__EXERCISE PROMPT__
In the items below, replace every "stem" with "stalk" and change nothing else. Leave the pictures out of your answer.

__ENTRIES SUPPLIED__

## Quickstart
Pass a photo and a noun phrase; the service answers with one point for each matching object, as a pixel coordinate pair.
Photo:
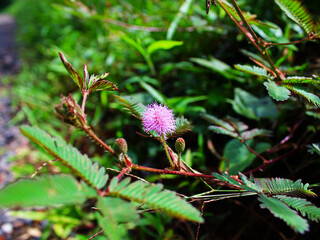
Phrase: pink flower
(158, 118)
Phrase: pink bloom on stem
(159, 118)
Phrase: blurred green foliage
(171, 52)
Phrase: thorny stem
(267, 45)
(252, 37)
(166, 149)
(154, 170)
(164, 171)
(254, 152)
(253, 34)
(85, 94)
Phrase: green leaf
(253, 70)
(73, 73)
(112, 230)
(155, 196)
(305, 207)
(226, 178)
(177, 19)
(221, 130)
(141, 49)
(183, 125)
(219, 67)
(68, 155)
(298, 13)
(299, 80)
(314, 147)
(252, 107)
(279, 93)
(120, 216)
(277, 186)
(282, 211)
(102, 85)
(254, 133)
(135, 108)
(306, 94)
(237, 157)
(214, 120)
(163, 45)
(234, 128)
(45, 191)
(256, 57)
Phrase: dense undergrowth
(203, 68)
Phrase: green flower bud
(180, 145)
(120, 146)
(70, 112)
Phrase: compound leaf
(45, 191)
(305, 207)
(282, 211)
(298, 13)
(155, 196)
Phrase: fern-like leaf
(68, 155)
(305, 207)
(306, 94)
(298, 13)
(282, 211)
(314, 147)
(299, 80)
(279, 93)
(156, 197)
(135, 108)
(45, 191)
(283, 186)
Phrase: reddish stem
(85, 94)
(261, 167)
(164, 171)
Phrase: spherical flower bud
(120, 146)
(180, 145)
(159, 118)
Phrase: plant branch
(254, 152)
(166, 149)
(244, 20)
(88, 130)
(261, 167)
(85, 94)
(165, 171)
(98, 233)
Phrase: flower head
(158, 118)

__WORKED SOLUTION__
## Quickstart
Pass a photo and a noun phrase; the service answers with one point for each matching object, as a pixel coordinate pair.
Photo:
Phrase: pink flower
(158, 118)
Phrase: pink bloom on stalk
(159, 118)
Phrase: blurred green foliage
(171, 52)
Phrase: thorny stalk
(267, 45)
(252, 37)
(166, 149)
(154, 170)
(164, 171)
(254, 152)
(253, 34)
(85, 94)
Phrase: green leaf
(253, 70)
(73, 73)
(112, 230)
(155, 196)
(305, 207)
(226, 178)
(177, 19)
(221, 130)
(141, 49)
(183, 125)
(219, 67)
(68, 155)
(298, 13)
(299, 80)
(314, 147)
(252, 107)
(279, 93)
(120, 216)
(277, 186)
(282, 211)
(102, 85)
(254, 133)
(135, 108)
(306, 94)
(237, 157)
(214, 120)
(163, 45)
(234, 128)
(45, 191)
(256, 57)
Phrase: dense undergrowth
(203, 68)
Phrase: green flower bud
(180, 145)
(120, 146)
(70, 112)
Phrase: compound leaf
(45, 191)
(305, 207)
(282, 211)
(298, 13)
(155, 196)
Phrase: fern-like leaf
(68, 155)
(305, 207)
(306, 94)
(298, 13)
(282, 211)
(314, 147)
(299, 80)
(279, 93)
(156, 197)
(135, 108)
(45, 191)
(283, 186)
Phrase: reddish stalk
(85, 94)
(261, 167)
(164, 171)
Phrase: spherical flower bud
(120, 146)
(180, 145)
(159, 118)
Phrase: plant branch
(254, 152)
(166, 149)
(244, 20)
(88, 130)
(261, 167)
(85, 94)
(165, 171)
(98, 233)
Phrase: flower head
(158, 118)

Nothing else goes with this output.